Bild: Oh Superman: David Corenswet als Supie
Die Erwartungen sind hoch. Dieser „Superman“ soll nicht nur als Film dieses
Sommers erfolgreich sein. Auf ihn gründen sich die Hoffnungen für ein neues
Franchise, ja mehr noch: ein ganzes Franchise-Universum.
Nachdem das „Marvel Cinematic Universe“ seine besten Zeiten hinter sich zu
haben scheint und der Konkurrenzentwurf eines „DCEU“ (DC Extended Universe)
mit Henry Cavill als „Man of Steel“ und Ben Affleck als Batman als
gescheitert gilt, soll „Superman“ den Grundstein legen für eine neue,
besser gesagt grundüberholte Filmwelt (nun einfach „DCU“ genannt). In der
werden dann nach bewährtem Rezept die einschlägigen Superhelden in
wechselnden Konstellationen die Welt retten und Abenteuer bestehen, was
über Kontinente und Jahre hinweg die Massen in die Kinos ziehen wird. So
der Plan.
Wenn jemand den Körperbau für eine solche Erwartungslast hat, dann ja wohl
Superman. In diesem Zusammenhang fällt gleich schon auf, dass nicht nur der
Titel, der erstaunlicherweise ohne Beigabe wie „Neubeginn“ oder gar
„Morgenrot“ auskommt, eine schlanke Ansage macht, sondern dass auch
Schauspieler David Corenswet etwas weniger „swole“, soll heißen
muskelbepackt, dasteht als die letzten Jahre üblich für Helden seiner Art.
Was in unseren Zeiten, in denen die Männer der „manosphere“ sich in ihren
Fitnessräumen gegen „wokeness“ in Stellung bringen, schon einer politischen
Aussage gleichkommt. Damit ist auch bereits ein Hauptdilemma des Films
berührt. Eigentlich will dieser verschlankte „Superman“ eine Rückkehr in
gute alte Zeiten markieren, in jenes rosige Früher, als Superfilme noch
angeblich „einfach Spaß machten“ und nicht so aufgeladen waren mit
Bedeutung beziehungsweise Verkaufsstrategien. Aber der Zeitgeist, das
lästige Wesen, er schlecht sich auch da ein, wo man ihn eigentlich gar
nicht haben will.
Zu anderen Zeiten hätte man den Aufruhr vielleicht sogar genossen, den
James Gunn im Vorfeld der Premiere mit seiner Bemerkung auslöste,
„Superman“ sei die „Geschichte von Amerika … die Story eines Immigrante…
Gunn soll als Produzent das neue DCU verantworten und hat bei „Superman“
selbst die Regie übernommen. Bei der Premiere sah er sich ob der
einschlägigen Vorwürfe, Superman sei jetzt wohl „superwoke“, regelrecht in
die Defensive gedrängt. Es sei ein Film für jedermann, verteidigte er sein
Projekt, und Ko-Star Nathan Fillion, der im Film als „Green Lantern“
Superman zur Hilfe eilt, versuchte mit dem Hinweis zu beruhigen: „It's just
a movie“.

====================

> [ARBEITSAUFTRAG]:
Wie heißt laut dem Textauszug über den neuen „Superman“-Film die grundüberholte Filmwelt, für die er den Grundstein legen soll?

> [EXTRAHIERTE ANGABEN]:
====================

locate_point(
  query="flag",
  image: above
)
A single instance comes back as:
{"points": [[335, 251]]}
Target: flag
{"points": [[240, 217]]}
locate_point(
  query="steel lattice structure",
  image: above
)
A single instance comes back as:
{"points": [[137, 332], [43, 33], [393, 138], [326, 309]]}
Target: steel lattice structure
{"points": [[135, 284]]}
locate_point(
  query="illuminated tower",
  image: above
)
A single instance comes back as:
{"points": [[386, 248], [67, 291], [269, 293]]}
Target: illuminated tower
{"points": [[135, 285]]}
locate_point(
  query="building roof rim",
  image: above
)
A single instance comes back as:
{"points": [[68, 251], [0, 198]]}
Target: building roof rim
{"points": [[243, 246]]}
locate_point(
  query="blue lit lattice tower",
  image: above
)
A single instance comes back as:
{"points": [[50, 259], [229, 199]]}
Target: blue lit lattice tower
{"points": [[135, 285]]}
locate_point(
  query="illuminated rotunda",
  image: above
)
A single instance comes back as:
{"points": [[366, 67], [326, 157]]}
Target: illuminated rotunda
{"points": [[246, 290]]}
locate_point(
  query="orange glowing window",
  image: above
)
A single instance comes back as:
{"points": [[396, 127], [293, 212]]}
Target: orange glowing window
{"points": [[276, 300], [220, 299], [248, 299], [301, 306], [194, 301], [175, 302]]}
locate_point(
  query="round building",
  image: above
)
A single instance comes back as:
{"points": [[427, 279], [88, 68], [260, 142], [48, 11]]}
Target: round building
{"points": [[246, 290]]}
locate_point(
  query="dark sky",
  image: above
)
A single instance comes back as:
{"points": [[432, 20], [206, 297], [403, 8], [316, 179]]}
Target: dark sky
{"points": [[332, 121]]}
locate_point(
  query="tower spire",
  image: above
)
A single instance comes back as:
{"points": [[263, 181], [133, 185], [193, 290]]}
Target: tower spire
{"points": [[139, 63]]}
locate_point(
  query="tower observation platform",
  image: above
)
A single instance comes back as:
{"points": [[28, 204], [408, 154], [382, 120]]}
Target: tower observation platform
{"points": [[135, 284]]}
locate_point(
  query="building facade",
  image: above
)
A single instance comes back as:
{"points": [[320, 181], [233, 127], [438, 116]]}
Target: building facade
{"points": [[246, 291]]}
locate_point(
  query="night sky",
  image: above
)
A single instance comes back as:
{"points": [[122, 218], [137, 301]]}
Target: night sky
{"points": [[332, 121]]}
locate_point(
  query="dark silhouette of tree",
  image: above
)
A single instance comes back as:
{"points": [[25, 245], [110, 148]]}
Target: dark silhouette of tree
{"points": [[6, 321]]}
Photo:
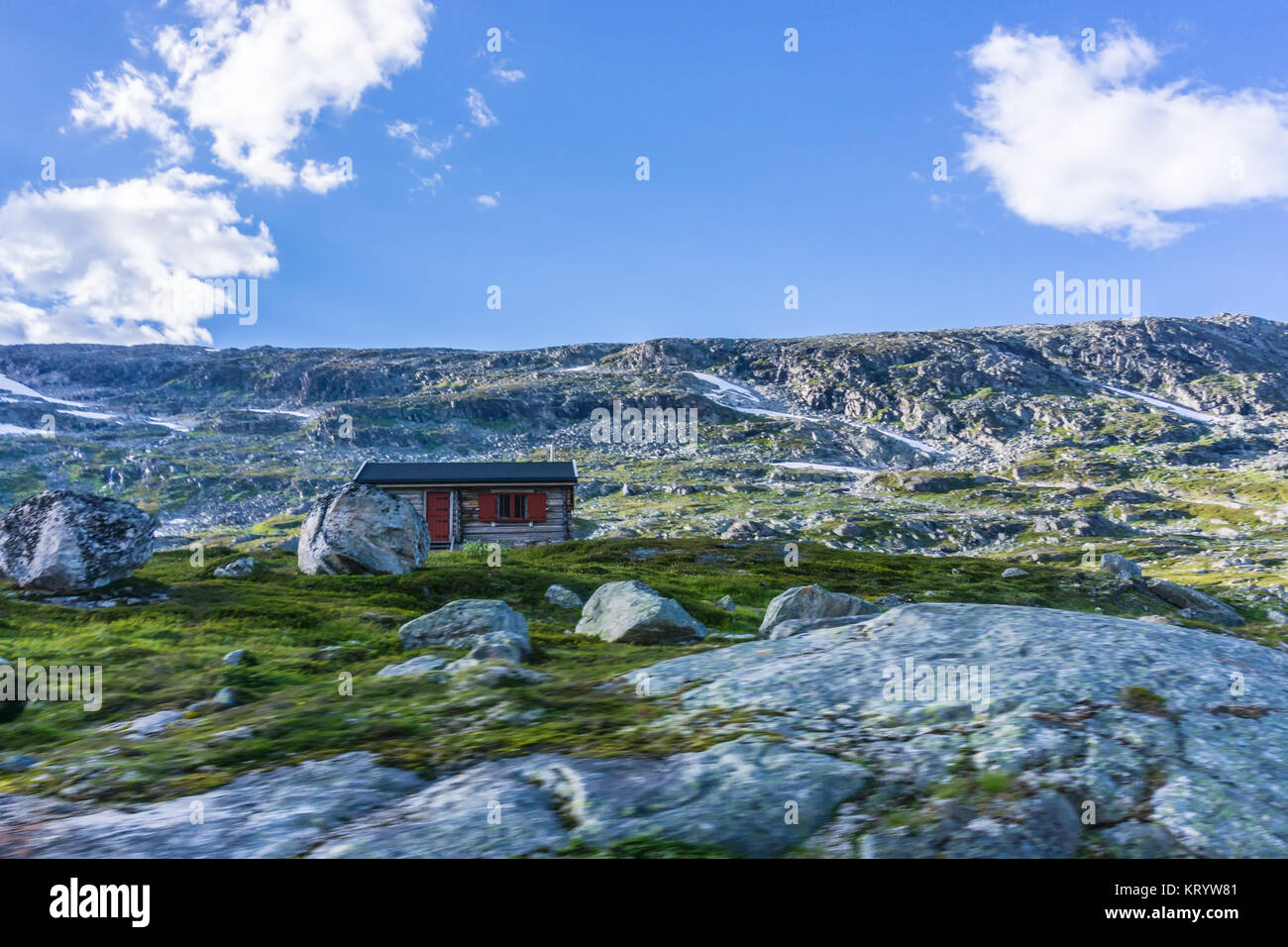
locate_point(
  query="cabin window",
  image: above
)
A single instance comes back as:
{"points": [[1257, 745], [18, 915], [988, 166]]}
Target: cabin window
{"points": [[511, 505]]}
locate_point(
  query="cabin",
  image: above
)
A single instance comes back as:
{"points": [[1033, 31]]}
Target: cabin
{"points": [[511, 502]]}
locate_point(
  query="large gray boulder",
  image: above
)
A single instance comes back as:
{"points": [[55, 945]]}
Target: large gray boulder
{"points": [[360, 528], [65, 541], [743, 796], [562, 596], [1192, 770], [291, 809], [812, 602], [1194, 604], [489, 628], [635, 613]]}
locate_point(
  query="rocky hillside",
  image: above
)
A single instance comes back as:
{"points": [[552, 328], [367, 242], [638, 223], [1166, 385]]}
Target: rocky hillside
{"points": [[1010, 441], [465, 710]]}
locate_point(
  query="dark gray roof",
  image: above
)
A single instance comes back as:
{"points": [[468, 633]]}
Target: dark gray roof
{"points": [[483, 472]]}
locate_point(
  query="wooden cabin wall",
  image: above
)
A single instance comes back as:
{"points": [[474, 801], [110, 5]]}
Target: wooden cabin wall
{"points": [[558, 526]]}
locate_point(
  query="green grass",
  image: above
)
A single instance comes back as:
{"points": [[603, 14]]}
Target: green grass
{"points": [[167, 655]]}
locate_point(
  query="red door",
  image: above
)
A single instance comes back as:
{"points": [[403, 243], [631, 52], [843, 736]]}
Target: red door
{"points": [[438, 515]]}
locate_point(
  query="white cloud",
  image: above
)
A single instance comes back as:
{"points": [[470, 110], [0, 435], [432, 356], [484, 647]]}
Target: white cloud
{"points": [[321, 178], [505, 75], [480, 114], [86, 264], [420, 147], [132, 102], [257, 75], [1080, 144]]}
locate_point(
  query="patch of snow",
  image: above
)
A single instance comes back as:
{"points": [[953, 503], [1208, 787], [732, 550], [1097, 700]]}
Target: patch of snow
{"points": [[767, 412], [1159, 403], [905, 438], [171, 425], [90, 415], [8, 384], [725, 386], [279, 411]]}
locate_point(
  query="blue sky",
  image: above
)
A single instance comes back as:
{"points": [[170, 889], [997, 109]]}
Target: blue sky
{"points": [[768, 167]]}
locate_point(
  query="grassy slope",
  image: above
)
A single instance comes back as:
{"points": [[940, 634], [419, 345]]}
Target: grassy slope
{"points": [[167, 656]]}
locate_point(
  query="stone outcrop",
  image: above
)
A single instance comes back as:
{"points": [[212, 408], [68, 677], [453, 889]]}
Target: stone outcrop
{"points": [[65, 541], [810, 602], [634, 613], [359, 528], [489, 628]]}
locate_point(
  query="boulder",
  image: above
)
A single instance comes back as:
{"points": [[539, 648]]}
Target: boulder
{"points": [[1194, 604], [360, 528], [798, 626], [237, 569], [812, 602], [485, 625], [1203, 776], [1120, 567], [415, 668], [64, 541], [635, 613], [743, 530], [563, 598]]}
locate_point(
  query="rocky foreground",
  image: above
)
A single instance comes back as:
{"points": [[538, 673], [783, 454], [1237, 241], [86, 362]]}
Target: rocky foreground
{"points": [[1093, 736]]}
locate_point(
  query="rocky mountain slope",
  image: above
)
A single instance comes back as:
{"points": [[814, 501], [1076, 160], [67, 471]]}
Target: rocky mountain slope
{"points": [[1001, 440], [1108, 722]]}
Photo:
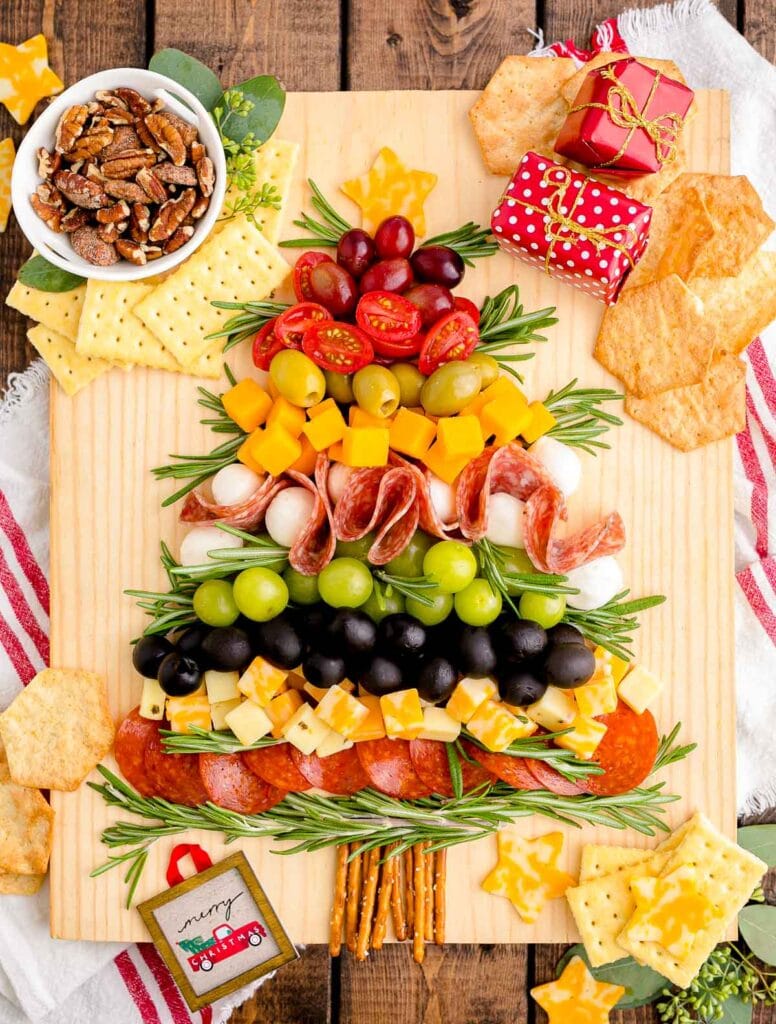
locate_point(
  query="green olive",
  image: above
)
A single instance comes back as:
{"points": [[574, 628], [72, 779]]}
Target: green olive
{"points": [[297, 378], [450, 387], [411, 382], [488, 368], [376, 390], [339, 386]]}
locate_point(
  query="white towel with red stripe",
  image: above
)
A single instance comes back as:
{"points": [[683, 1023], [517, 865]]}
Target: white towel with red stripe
{"points": [[56, 982]]}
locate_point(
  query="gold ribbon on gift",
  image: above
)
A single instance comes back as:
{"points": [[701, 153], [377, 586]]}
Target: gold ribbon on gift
{"points": [[558, 216], [623, 112]]}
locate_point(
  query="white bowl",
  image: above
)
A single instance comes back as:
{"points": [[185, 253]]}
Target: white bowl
{"points": [[56, 247]]}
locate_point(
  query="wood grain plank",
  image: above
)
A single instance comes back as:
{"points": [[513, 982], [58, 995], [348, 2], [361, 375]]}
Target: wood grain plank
{"points": [[433, 44], [296, 40], [117, 37]]}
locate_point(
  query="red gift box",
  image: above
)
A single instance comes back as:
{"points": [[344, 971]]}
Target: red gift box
{"points": [[626, 119], [574, 227]]}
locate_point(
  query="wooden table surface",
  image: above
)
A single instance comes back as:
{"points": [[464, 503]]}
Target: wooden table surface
{"points": [[328, 45]]}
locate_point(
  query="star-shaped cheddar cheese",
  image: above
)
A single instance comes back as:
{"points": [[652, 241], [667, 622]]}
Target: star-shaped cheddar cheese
{"points": [[26, 77], [527, 872], [671, 910], [576, 997], [389, 187]]}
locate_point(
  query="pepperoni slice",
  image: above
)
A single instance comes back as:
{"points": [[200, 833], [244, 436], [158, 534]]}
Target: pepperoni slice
{"points": [[514, 771], [175, 776], [388, 765], [430, 762], [275, 766], [340, 774], [627, 753], [230, 783], [132, 738]]}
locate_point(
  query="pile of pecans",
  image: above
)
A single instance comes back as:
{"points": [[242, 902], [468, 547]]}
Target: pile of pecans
{"points": [[126, 179]]}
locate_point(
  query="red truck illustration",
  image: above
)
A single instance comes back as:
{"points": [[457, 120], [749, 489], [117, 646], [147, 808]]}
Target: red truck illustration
{"points": [[224, 943]]}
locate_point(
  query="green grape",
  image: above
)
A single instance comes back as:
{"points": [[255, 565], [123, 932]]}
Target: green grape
{"points": [[214, 603], [260, 594], [450, 565], [478, 604], [345, 583]]}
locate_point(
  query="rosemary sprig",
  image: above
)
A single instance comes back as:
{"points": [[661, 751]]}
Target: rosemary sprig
{"points": [[582, 420], [612, 625], [324, 233], [470, 242], [249, 321]]}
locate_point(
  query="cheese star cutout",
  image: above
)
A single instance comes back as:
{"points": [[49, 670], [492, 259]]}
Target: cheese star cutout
{"points": [[671, 910], [26, 77], [389, 187], [576, 997], [527, 872]]}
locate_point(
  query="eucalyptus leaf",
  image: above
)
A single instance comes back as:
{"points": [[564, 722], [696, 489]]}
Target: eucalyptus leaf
{"points": [[641, 984], [44, 276], [758, 927], [189, 73], [760, 840]]}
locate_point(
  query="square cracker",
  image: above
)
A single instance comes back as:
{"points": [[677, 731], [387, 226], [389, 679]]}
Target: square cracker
{"points": [[57, 729], [520, 109], [726, 875], [656, 338], [58, 311], [26, 821], [698, 414], [235, 265], [72, 371]]}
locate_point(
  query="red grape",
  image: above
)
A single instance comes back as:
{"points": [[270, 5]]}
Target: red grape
{"points": [[394, 238]]}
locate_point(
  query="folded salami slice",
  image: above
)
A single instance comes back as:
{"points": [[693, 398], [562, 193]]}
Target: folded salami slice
{"points": [[545, 511], [510, 470]]}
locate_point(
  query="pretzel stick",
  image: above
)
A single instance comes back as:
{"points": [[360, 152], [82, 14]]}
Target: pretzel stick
{"points": [[353, 900], [368, 903], [440, 873], [419, 945], [338, 905]]}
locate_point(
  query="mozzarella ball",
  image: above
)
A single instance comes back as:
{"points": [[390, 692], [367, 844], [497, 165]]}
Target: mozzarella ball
{"points": [[288, 514], [442, 499], [597, 582], [233, 484], [201, 540], [505, 520], [561, 462], [339, 474]]}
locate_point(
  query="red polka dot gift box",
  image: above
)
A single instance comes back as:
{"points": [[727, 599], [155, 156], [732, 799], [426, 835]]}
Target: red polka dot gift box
{"points": [[571, 226]]}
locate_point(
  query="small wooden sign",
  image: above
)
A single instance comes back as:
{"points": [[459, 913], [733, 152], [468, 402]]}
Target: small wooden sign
{"points": [[217, 931]]}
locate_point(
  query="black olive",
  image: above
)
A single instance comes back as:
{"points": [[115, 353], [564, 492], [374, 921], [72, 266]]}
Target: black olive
{"points": [[476, 653], [324, 670], [178, 675], [437, 679], [568, 665], [521, 687], [227, 648], [148, 653]]}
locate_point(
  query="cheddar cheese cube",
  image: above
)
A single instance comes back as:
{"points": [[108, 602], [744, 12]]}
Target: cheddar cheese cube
{"points": [[247, 403], [412, 433], [402, 714], [261, 681], [365, 446], [468, 696], [341, 711]]}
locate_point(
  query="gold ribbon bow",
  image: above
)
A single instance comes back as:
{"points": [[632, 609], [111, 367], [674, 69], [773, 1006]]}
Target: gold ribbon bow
{"points": [[624, 113]]}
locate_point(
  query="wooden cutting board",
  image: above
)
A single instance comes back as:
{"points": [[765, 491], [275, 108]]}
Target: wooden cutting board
{"points": [[106, 524]]}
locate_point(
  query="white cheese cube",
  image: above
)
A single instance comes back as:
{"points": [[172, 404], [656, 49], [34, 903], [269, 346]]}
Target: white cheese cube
{"points": [[639, 688], [221, 685], [556, 710], [248, 722]]}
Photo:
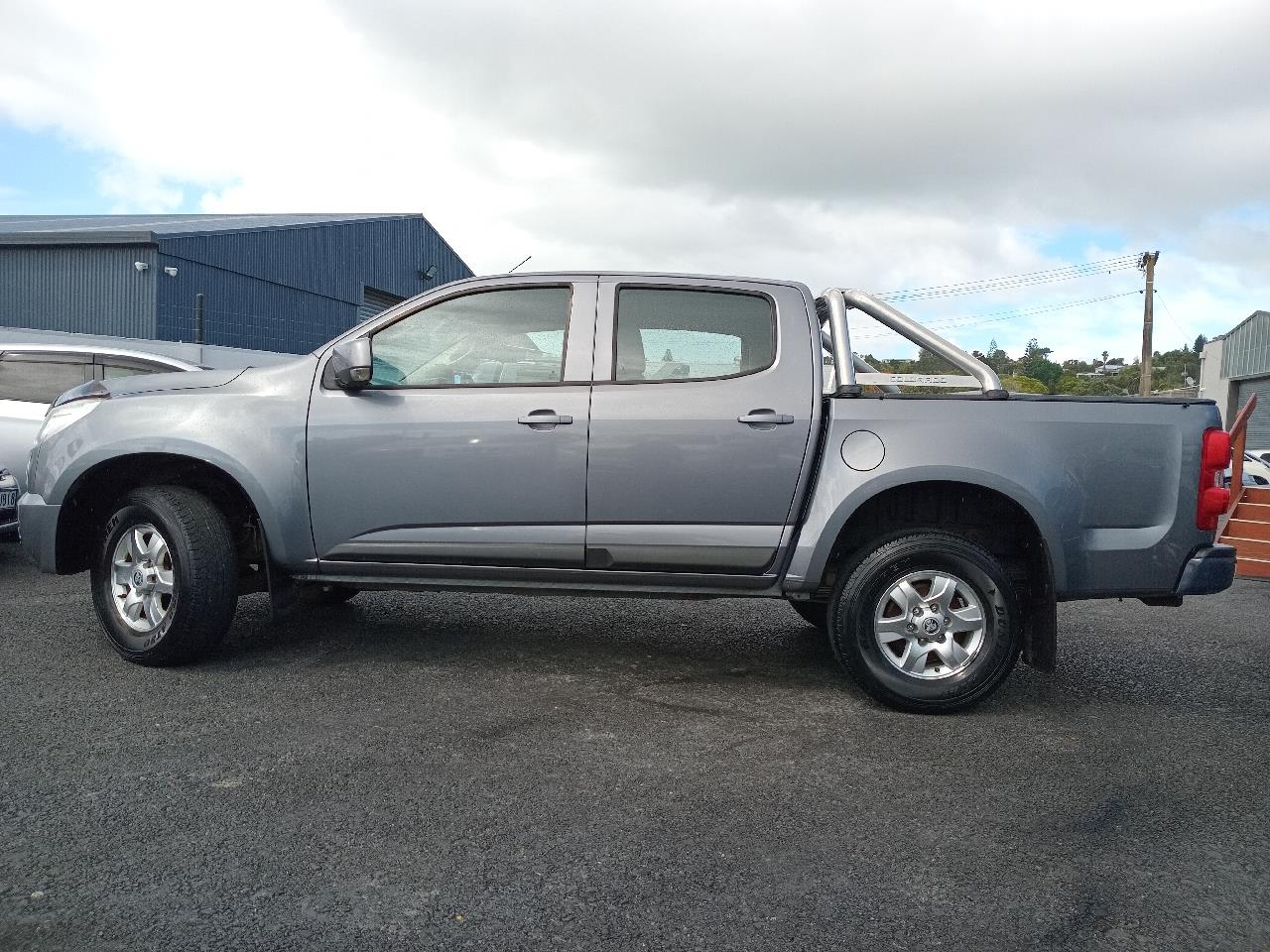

====================

> [ERGEBNIS]:
Sie heißt schlicht „DCU“.